» **Schriftliche Aufgaben**
**A.** Zähle alle Medien auf, die der Textauszug über das Singen als heutige Formen der Spiegelung nennt.
**B.** Wie war das Umfeld laut dem Textauszug über das Singen geprägt, als das Singen noch nicht durch die Mechanik der Musikverbreitung ersetzt war?

Das Alltagsritual des Singens
ist eine niemals enden wollende Erzählung über die Selbstsicht
der Menschen in ihrem jeweiligen sozialen, kulturellen und religiösen
Umfeld. Dieses war, als das Singen noch nicht durch die Mechanik
der Musikverbreitung ersetzt war, einerseits religiös, weit
mehr jedoch bäuerlich geprägt.
Besitzt diese Selbstsicht heute noch Relevanz für uns, da
sich unsere Formen der Spiegelung in Radio, TV, Printmedien und
Internet ereignen – nicht weniger rituell, doch völlig
anders rituell?

» **Datensätze**
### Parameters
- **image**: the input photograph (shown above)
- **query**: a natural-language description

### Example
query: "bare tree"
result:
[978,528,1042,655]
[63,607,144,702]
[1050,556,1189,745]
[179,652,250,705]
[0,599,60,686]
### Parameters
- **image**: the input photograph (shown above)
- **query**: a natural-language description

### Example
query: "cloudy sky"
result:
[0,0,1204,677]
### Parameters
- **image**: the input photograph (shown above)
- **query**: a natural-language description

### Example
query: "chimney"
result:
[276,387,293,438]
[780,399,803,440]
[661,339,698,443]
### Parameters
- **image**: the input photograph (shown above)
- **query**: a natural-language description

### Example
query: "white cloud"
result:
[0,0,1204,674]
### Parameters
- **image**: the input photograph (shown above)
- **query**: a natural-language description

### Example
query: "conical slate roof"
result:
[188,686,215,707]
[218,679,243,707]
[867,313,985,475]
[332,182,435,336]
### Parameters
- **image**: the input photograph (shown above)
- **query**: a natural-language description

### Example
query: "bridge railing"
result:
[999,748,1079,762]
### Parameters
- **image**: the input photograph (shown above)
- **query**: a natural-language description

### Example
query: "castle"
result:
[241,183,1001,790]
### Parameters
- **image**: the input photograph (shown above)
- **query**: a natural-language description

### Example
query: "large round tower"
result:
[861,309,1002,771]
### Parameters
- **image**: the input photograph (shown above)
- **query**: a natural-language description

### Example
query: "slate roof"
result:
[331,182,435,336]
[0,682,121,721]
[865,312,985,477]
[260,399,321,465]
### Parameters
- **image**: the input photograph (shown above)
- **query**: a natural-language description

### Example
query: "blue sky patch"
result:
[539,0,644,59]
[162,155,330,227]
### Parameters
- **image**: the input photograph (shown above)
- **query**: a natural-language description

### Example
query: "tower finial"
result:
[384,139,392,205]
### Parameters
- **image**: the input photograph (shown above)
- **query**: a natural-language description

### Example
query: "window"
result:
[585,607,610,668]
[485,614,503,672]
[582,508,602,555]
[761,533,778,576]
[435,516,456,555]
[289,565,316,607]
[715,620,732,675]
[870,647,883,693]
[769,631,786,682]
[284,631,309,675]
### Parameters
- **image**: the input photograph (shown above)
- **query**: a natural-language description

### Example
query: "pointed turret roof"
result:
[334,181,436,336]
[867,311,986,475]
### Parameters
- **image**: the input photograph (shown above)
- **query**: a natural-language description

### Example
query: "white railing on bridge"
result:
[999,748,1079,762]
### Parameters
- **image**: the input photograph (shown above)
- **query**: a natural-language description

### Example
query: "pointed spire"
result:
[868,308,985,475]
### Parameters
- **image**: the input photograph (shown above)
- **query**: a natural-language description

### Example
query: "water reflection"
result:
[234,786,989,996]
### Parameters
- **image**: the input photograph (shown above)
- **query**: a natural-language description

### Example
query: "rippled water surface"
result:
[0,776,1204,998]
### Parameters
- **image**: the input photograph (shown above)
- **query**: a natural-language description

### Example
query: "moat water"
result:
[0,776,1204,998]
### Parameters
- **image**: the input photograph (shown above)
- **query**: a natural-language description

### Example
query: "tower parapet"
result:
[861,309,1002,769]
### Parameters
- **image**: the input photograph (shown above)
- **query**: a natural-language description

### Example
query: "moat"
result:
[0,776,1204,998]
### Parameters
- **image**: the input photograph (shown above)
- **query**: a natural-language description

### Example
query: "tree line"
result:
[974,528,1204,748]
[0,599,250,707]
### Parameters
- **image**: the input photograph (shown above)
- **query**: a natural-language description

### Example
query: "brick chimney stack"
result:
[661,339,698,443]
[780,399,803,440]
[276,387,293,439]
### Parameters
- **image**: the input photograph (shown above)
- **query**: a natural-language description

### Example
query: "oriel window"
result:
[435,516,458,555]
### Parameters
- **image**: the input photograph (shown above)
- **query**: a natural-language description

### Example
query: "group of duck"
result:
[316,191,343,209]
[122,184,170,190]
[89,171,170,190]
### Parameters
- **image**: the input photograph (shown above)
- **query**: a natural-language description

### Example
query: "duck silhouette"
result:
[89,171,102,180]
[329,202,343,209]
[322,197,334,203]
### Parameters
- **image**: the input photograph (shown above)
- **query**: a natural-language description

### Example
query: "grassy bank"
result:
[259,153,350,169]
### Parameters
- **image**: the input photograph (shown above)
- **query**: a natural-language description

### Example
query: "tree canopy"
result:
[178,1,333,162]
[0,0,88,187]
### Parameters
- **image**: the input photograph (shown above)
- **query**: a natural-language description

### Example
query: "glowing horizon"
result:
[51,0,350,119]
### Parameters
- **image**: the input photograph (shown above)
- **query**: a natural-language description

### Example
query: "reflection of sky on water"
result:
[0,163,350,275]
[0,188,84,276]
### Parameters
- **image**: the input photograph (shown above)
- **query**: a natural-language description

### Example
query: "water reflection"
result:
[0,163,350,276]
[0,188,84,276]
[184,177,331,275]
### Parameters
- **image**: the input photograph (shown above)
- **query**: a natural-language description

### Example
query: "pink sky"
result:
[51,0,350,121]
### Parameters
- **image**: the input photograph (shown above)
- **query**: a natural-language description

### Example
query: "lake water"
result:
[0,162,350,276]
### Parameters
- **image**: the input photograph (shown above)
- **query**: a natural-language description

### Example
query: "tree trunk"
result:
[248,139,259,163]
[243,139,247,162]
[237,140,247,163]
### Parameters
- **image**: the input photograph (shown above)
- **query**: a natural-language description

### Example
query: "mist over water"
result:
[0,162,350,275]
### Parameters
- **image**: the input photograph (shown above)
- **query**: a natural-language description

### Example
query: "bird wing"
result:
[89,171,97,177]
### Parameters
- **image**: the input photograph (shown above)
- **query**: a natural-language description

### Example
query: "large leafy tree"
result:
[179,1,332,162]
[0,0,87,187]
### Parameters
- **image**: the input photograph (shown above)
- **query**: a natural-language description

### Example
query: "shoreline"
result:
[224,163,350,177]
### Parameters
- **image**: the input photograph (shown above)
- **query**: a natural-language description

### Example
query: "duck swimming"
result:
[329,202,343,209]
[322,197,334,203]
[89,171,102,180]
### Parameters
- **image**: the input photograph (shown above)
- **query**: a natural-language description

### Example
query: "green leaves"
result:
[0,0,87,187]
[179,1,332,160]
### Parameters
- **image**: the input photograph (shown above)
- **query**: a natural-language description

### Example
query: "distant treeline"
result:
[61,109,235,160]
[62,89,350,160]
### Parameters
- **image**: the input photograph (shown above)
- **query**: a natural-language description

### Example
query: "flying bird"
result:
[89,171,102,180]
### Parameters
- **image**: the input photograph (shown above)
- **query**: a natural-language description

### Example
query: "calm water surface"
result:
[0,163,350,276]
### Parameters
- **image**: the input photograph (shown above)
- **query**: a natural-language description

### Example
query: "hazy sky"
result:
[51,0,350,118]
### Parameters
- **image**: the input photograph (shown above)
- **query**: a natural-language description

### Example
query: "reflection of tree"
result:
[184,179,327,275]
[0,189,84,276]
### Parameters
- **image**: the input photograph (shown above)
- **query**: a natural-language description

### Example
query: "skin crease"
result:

» **Schriftliche Antworten**
**A.** Radio, TV, Printmedien, Internet

**B.** Einerseits religiös, weit mehr jedoch bäuerlich.